> Direction: Copy out everything from the line containing "Note: for every instance of the white flower" down to the line containing "217], [347, 122]]" in the material below, leaving all wording intact but shifting each coordinate up by 129.

Stored data entries:
■ ■ ■
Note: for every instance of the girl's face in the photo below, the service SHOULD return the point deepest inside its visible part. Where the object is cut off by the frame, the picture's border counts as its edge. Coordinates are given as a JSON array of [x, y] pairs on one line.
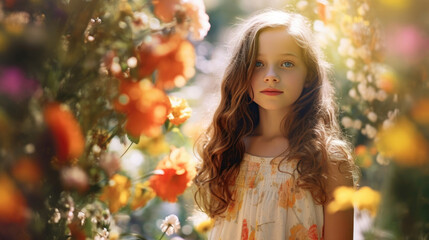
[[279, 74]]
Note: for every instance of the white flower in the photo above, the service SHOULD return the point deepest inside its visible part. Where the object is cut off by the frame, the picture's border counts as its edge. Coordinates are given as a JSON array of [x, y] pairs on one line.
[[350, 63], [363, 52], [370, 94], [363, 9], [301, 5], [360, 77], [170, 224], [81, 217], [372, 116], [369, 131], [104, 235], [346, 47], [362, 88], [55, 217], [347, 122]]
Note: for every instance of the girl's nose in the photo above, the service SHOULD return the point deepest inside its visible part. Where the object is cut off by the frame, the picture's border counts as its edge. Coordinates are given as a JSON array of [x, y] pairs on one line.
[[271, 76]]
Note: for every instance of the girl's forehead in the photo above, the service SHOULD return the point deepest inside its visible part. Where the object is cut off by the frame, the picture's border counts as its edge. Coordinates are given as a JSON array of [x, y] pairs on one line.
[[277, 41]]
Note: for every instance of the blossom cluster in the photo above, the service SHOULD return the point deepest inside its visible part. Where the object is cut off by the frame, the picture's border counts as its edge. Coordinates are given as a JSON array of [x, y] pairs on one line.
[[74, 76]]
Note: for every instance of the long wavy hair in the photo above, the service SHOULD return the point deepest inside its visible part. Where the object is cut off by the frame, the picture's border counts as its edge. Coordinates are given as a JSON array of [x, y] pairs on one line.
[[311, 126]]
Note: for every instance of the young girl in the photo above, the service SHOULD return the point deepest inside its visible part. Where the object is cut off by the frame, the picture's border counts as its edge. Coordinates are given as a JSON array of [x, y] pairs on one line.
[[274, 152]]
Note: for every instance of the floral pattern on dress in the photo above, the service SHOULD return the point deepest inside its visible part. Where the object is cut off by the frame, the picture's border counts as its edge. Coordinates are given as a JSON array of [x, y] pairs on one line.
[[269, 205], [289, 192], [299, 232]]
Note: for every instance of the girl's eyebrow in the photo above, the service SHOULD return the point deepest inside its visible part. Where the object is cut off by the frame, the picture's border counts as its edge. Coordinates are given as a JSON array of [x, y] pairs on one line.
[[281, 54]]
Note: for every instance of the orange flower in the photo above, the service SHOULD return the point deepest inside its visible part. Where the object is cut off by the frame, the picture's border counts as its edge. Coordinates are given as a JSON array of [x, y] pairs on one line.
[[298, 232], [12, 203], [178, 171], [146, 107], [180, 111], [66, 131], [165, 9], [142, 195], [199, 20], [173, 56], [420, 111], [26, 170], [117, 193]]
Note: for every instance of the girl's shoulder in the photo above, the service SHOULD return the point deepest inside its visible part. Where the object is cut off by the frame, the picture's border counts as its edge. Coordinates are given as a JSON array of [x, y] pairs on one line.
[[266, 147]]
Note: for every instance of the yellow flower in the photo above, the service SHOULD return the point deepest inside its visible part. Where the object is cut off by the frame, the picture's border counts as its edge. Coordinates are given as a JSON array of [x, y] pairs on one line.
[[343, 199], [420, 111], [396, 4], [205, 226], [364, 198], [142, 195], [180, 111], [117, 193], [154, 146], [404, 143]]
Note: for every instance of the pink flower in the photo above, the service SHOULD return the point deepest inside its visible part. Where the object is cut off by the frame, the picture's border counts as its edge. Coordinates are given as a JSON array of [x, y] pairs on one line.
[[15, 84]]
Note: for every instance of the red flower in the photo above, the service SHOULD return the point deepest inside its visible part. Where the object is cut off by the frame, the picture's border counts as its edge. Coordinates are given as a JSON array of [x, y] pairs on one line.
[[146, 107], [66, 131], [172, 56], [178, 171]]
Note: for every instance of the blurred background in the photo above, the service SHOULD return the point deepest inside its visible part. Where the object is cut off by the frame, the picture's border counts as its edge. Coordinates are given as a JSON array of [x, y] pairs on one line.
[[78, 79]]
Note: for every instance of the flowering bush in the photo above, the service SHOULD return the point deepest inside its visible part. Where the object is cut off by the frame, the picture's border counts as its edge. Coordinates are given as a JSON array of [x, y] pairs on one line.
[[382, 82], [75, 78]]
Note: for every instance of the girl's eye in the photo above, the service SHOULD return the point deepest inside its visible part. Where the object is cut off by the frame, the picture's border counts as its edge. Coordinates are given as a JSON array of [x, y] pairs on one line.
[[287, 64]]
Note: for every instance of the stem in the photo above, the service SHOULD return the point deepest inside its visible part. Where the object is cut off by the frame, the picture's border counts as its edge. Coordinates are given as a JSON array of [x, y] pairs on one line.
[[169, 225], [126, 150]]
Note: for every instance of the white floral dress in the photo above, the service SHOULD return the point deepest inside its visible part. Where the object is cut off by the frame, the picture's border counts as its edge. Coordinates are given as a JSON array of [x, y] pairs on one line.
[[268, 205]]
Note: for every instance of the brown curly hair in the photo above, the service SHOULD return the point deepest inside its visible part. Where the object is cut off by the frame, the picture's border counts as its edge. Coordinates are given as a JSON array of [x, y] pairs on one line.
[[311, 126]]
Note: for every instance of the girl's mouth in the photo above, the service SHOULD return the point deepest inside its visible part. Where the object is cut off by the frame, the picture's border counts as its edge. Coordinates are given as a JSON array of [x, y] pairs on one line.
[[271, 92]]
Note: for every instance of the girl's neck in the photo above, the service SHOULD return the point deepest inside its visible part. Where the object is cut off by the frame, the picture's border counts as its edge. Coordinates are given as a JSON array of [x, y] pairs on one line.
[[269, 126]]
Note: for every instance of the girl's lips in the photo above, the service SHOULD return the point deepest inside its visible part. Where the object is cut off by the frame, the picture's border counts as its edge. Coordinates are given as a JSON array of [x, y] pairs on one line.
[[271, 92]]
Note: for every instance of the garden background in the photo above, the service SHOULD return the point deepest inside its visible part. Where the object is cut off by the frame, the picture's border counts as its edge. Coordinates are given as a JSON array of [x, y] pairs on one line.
■ ■ ■
> Task result:
Note: for every instance of the white flower in the photo above, the service SHOULD return the point deepest inside its visible part. Where the object is cut off by the frame, the picture's border counts as its edge. Coordinates are given as a JSON array of [x, y] pairs on one line.
[[479, 192], [492, 181], [499, 223], [492, 138], [430, 134], [489, 206], [299, 353], [210, 346], [501, 245], [498, 260], [233, 364], [475, 176], [491, 217], [184, 346], [476, 251]]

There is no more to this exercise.